Task statement:
From the records below, keep only the lines that contain the string "greenhouse" and copy each of them out. Case counts, so a match must use the same capital and small letters.

Available data:
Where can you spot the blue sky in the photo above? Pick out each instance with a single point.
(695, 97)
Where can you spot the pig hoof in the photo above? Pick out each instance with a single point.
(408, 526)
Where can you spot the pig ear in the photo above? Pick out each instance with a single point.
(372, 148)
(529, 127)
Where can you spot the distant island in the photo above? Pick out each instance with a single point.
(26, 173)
==
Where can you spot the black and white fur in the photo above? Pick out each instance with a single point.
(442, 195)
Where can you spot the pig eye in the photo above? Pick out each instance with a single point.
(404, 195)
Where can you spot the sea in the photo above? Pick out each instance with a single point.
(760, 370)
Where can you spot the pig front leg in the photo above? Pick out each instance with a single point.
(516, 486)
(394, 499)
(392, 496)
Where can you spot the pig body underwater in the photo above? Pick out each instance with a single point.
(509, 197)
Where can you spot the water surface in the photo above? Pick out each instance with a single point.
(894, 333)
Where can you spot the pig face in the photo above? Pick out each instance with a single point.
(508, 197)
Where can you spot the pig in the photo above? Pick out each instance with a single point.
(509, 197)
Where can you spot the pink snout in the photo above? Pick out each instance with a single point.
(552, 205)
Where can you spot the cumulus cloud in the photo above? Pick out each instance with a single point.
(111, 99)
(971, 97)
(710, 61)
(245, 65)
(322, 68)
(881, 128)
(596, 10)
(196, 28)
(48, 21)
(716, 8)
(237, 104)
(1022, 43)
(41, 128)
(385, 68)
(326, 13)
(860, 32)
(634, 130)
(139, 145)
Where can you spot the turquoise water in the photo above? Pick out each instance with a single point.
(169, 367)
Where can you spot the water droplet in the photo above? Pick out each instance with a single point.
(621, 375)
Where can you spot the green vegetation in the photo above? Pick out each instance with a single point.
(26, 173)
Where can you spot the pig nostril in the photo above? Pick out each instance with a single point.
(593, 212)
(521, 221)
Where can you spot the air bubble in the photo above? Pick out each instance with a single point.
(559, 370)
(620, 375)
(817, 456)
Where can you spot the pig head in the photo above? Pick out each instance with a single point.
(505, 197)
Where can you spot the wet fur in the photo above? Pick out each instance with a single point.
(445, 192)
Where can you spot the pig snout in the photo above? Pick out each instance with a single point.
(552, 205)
* * *
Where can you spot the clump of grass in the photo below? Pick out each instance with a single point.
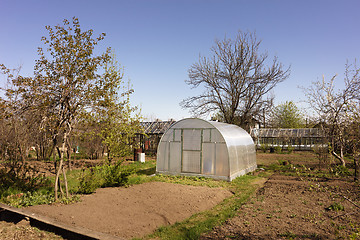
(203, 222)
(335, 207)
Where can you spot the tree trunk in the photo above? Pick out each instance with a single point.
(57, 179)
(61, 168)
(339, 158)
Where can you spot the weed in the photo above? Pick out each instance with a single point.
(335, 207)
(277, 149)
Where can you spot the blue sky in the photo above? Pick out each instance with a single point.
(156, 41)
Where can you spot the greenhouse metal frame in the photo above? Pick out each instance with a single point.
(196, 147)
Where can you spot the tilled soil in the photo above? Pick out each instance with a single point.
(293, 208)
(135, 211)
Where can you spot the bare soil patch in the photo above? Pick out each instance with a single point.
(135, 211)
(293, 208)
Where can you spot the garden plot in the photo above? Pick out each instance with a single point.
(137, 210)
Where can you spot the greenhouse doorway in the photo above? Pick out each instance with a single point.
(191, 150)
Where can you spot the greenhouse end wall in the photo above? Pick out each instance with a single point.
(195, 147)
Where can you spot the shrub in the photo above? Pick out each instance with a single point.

Response to this task:
Where can you spot the greenhouse metal frame in the photo above? Pick out each instance with a single point.
Where can you spot the greenhouse doorway in the photo above? Pick out each instance with a single point.
Where can you spot the greenhouse end wall in the photo above? Pick out each instance with a single point.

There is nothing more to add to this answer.